• **ACTION ITEM**:
The answer must be an exact copy of the lines from the one with "the man's dark" to the last line of the entries below, both included, and must contain no pictures.

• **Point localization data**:

----------------

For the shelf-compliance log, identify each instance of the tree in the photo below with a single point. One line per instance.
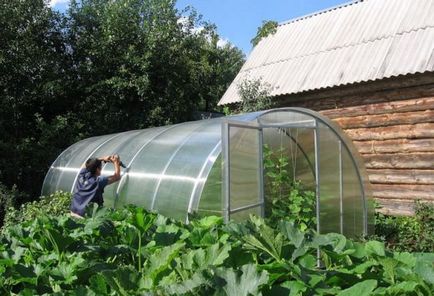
(254, 94)
(267, 28)
(102, 67)
(31, 69)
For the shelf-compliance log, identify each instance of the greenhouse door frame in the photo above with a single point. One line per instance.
(226, 141)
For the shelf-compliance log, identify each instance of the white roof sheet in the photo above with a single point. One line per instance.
(358, 41)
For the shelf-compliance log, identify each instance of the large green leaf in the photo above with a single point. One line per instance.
(244, 284)
(363, 288)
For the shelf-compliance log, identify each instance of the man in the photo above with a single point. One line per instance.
(90, 184)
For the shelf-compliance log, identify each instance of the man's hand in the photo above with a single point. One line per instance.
(106, 158)
(115, 158)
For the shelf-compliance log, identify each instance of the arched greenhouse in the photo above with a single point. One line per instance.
(215, 167)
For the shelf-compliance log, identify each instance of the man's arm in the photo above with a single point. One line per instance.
(117, 175)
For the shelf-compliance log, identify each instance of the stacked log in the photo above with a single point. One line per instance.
(396, 140)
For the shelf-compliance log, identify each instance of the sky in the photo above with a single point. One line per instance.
(237, 21)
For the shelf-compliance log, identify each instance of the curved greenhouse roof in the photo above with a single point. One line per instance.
(214, 166)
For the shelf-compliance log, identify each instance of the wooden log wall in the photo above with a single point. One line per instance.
(394, 133)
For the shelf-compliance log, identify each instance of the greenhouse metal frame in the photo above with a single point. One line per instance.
(211, 166)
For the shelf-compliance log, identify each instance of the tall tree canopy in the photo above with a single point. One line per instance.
(103, 66)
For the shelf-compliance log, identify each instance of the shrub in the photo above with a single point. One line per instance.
(286, 199)
(133, 252)
(411, 234)
(55, 204)
(8, 199)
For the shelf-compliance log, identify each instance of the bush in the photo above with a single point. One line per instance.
(132, 252)
(286, 199)
(411, 234)
(8, 199)
(55, 204)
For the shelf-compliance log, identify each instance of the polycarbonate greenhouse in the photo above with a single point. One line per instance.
(215, 167)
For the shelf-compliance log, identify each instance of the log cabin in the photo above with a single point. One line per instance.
(369, 66)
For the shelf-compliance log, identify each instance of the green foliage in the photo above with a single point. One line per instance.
(408, 233)
(55, 204)
(132, 252)
(255, 95)
(100, 67)
(286, 199)
(267, 28)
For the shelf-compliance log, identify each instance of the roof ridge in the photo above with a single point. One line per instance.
(309, 15)
(340, 47)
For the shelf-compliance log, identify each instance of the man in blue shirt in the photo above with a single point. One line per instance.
(90, 184)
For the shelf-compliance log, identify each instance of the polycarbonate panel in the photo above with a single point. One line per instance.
(65, 168)
(282, 118)
(210, 198)
(244, 167)
(127, 150)
(352, 198)
(329, 176)
(150, 167)
(189, 160)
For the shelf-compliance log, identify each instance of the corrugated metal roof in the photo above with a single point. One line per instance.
(358, 41)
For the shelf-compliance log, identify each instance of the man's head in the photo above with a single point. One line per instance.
(94, 166)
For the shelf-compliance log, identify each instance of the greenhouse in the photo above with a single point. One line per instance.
(216, 167)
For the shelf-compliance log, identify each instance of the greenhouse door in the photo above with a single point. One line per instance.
(243, 189)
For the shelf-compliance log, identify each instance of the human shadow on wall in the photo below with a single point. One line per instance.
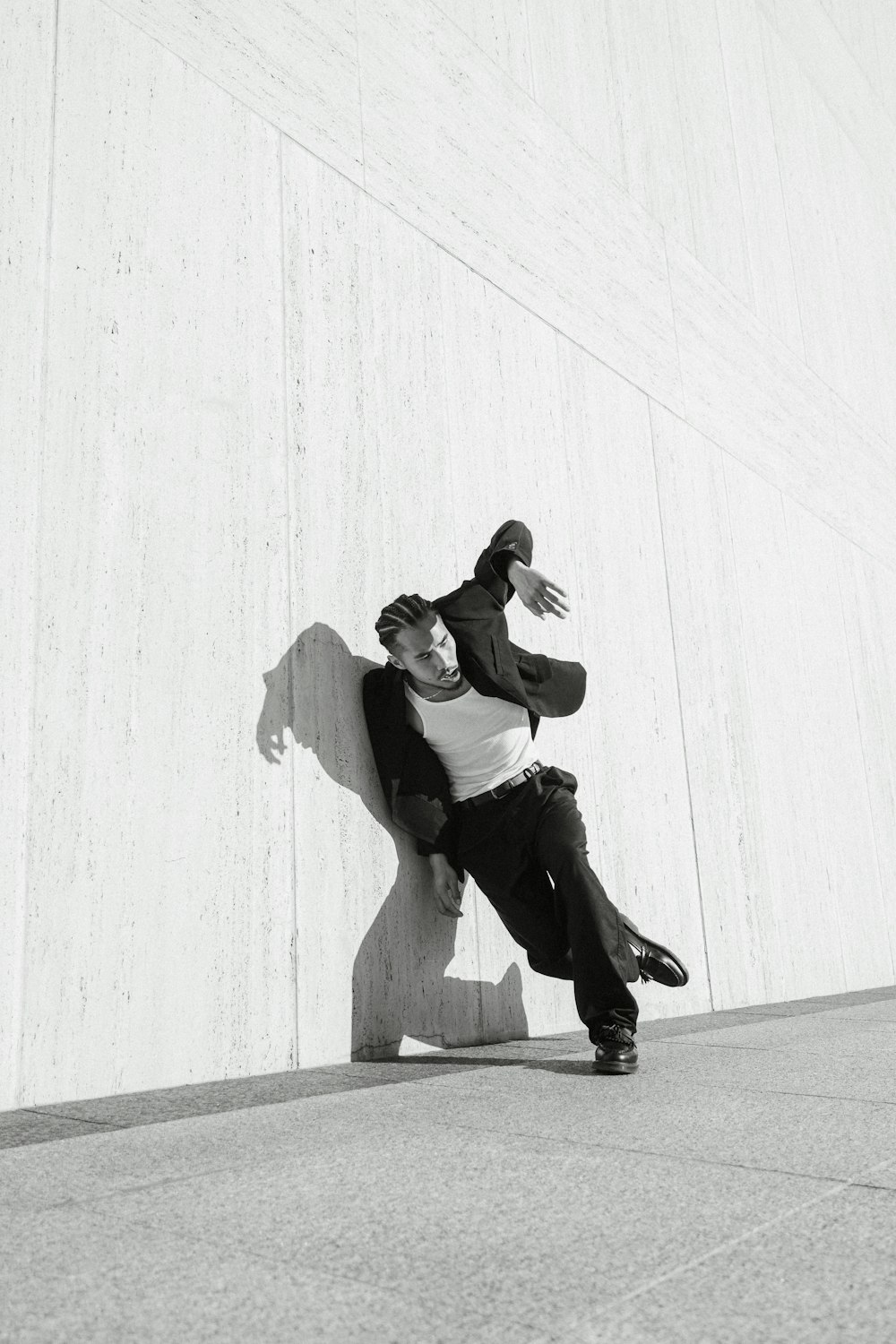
(400, 983)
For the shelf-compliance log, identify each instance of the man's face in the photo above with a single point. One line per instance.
(429, 653)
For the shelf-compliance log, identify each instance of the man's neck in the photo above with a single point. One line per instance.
(444, 693)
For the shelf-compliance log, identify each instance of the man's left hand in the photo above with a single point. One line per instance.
(538, 593)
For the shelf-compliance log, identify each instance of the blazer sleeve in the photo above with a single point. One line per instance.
(512, 539)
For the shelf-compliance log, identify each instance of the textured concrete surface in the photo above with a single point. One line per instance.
(500, 1193)
(304, 301)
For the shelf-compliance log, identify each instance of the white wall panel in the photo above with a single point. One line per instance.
(462, 153)
(831, 768)
(508, 461)
(716, 207)
(868, 591)
(837, 261)
(750, 394)
(785, 789)
(575, 80)
(643, 835)
(868, 462)
(292, 61)
(829, 65)
(26, 113)
(371, 473)
(500, 29)
(739, 900)
(160, 911)
(771, 273)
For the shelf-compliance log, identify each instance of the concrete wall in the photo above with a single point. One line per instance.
(304, 300)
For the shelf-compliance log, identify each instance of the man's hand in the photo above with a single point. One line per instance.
(536, 591)
(447, 895)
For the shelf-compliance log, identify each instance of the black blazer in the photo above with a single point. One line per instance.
(413, 777)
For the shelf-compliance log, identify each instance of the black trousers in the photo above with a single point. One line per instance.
(527, 851)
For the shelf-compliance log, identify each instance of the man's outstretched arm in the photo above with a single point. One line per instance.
(505, 566)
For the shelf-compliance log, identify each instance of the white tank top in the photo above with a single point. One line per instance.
(479, 739)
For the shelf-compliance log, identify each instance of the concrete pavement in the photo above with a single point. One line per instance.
(740, 1185)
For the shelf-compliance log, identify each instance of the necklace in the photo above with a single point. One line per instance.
(427, 696)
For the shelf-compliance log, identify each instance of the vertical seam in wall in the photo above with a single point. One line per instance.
(734, 151)
(681, 722)
(289, 575)
(565, 459)
(780, 185)
(861, 744)
(748, 685)
(360, 107)
(35, 553)
(440, 271)
(681, 132)
(823, 854)
(675, 325)
(528, 39)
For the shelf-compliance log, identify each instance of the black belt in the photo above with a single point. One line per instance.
(478, 798)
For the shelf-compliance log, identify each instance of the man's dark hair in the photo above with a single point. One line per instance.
(403, 612)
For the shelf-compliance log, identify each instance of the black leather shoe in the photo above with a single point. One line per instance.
(616, 1051)
(657, 962)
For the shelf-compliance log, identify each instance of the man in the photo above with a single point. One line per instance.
(452, 719)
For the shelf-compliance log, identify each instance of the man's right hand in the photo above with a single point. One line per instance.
(447, 894)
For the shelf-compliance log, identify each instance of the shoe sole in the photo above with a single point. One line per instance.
(678, 965)
(613, 1067)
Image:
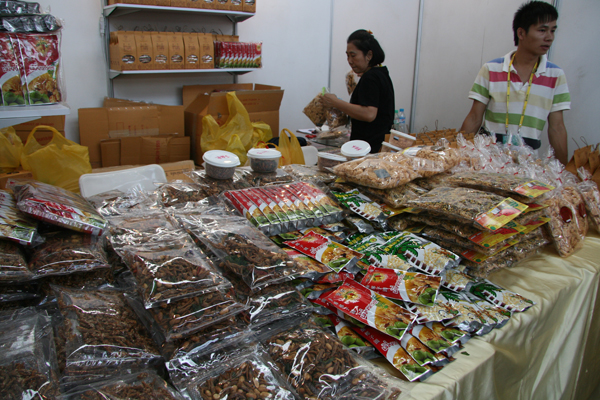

----------------

• **YOUR RESPONSE**:
For the shelf-compliance log, identify each instance of the man's dark hair in the photo above with a single point. One line per instance.
(403, 612)
For the shelf-compliance log, identify each instance of the black leather shoe in the photo above with a single point. One line per instance.
(616, 1051)
(657, 962)
For the shelf-compliance log, identify each instance of the man in the photo above with a single point. One line per instance.
(452, 719)
For the shelf-compliance log, identify each instance of the man's right hand in the photo above with a single point. One line per instance.
(447, 894)
For the shelf-compliance log, identify each instance of the shoe sole in the photo above with a single point. One line per instance.
(678, 965)
(613, 1067)
Image:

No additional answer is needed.